RECORDS TO PROCESS:

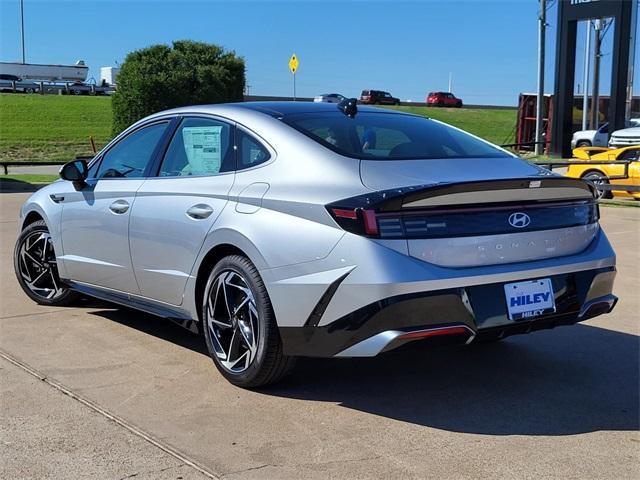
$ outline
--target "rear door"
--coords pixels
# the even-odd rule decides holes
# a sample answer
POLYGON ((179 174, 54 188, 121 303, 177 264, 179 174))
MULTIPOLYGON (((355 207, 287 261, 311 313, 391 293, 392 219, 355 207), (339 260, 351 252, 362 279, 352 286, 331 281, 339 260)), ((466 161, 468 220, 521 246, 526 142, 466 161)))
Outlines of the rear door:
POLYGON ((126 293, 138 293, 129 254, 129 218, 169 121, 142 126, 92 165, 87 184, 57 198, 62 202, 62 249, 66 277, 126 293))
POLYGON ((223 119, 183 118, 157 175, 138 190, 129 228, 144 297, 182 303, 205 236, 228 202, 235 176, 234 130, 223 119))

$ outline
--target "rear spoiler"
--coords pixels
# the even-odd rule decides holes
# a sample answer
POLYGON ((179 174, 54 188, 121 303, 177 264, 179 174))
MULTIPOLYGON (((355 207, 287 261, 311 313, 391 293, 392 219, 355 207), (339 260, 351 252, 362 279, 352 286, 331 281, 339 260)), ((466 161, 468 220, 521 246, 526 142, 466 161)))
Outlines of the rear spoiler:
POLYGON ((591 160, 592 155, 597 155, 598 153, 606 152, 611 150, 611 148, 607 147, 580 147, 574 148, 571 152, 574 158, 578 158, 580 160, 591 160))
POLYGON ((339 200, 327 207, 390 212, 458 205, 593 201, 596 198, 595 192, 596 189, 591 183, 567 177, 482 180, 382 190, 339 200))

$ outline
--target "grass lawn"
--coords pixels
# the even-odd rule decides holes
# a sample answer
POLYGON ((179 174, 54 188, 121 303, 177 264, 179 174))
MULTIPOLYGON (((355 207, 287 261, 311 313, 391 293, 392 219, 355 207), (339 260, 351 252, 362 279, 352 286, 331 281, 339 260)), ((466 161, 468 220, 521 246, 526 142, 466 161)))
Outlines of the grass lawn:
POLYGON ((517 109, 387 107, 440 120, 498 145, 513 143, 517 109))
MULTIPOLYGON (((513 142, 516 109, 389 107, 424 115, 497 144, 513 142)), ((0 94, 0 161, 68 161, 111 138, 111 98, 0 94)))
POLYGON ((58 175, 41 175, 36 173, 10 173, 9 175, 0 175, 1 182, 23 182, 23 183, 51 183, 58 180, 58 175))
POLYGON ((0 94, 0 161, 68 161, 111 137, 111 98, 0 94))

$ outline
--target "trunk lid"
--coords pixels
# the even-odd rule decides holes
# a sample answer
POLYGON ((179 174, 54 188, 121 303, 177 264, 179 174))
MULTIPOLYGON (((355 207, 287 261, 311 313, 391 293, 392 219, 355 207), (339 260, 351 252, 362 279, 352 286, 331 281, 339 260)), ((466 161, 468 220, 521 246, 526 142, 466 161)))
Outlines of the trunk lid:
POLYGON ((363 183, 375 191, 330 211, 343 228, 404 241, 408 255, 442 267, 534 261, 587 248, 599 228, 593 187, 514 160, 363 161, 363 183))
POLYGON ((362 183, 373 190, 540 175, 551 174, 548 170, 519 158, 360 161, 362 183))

DESCRIPTION OF THE TASK: Copy the listing in full and without alteration, omitting every picture.

OUTPUT FOR THIS EXERCISE:
$ outline
--target "rear door"
--coords pixels
# the even-odd rule decides holes
# a sample answer
POLYGON ((179 174, 54 188, 121 303, 177 264, 179 174))
MULTIPOLYGON (((355 207, 287 261, 311 313, 391 293, 392 219, 355 207), (339 260, 351 252, 362 279, 352 286, 331 281, 339 260)), ((466 161, 468 220, 521 246, 526 142, 466 161)))
Outlines of the rear door:
POLYGON ((126 293, 138 293, 129 254, 129 218, 169 121, 142 126, 92 165, 87 184, 57 198, 62 202, 62 249, 66 277, 126 293))
POLYGON ((223 119, 183 118, 157 175, 138 190, 129 228, 144 297, 182 303, 205 236, 228 202, 235 176, 234 130, 223 119))

$ outline
--target "rear spoiler"
--coords pixels
# the even-odd rule decides holes
# a sample answer
POLYGON ((179 174, 54 188, 121 303, 177 264, 179 174))
MULTIPOLYGON (((355 207, 287 261, 311 313, 391 293, 392 219, 355 207), (339 260, 351 252, 362 279, 352 286, 331 281, 339 260)), ((466 161, 468 220, 521 246, 526 142, 466 161)))
Outlines of the rear spoiler:
POLYGON ((591 160, 592 155, 597 155, 598 153, 606 152, 611 150, 611 148, 607 147, 580 147, 574 148, 571 152, 574 158, 578 158, 580 160, 591 160))
POLYGON ((339 200, 327 207, 390 212, 458 205, 593 201, 596 198, 595 192, 596 189, 591 183, 567 177, 482 180, 382 190, 339 200))

$ outline
--target "grass lawn"
--coords pixels
# the even-odd rule decides holes
# a sample answer
POLYGON ((179 174, 54 188, 121 303, 177 264, 179 174))
MULTIPOLYGON (((355 207, 287 261, 311 313, 391 293, 392 219, 355 207), (339 260, 351 252, 362 279, 352 286, 331 281, 339 260)), ((466 161, 468 220, 521 246, 526 142, 466 161)))
Outlines of the grass lawn:
POLYGON ((517 109, 387 107, 440 120, 498 145, 513 143, 517 109))
MULTIPOLYGON (((513 142, 516 109, 389 107, 424 115, 497 144, 513 142)), ((0 94, 0 161, 68 161, 111 138, 111 98, 0 94)))
POLYGON ((58 175, 41 175, 36 173, 10 173, 9 175, 0 175, 1 182, 23 182, 23 183, 51 183, 58 180, 58 175))
POLYGON ((0 94, 0 161, 68 161, 111 137, 111 98, 0 94))

$ outline
--target "trunk lid"
--coords pixels
# the even-odd rule decides holes
# a sample answer
POLYGON ((179 174, 54 188, 121 303, 177 264, 179 174))
MULTIPOLYGON (((355 207, 287 261, 311 313, 391 293, 392 219, 355 207), (339 260, 351 252, 362 279, 352 286, 331 281, 339 260)), ((466 161, 468 220, 521 246, 526 142, 466 161)))
Outlines of the trunk lid:
POLYGON ((363 183, 375 191, 330 211, 343 228, 404 241, 408 255, 442 267, 534 261, 587 248, 599 228, 593 187, 514 160, 363 161, 363 183))
POLYGON ((362 183, 373 190, 540 175, 551 174, 548 170, 519 158, 360 161, 362 183))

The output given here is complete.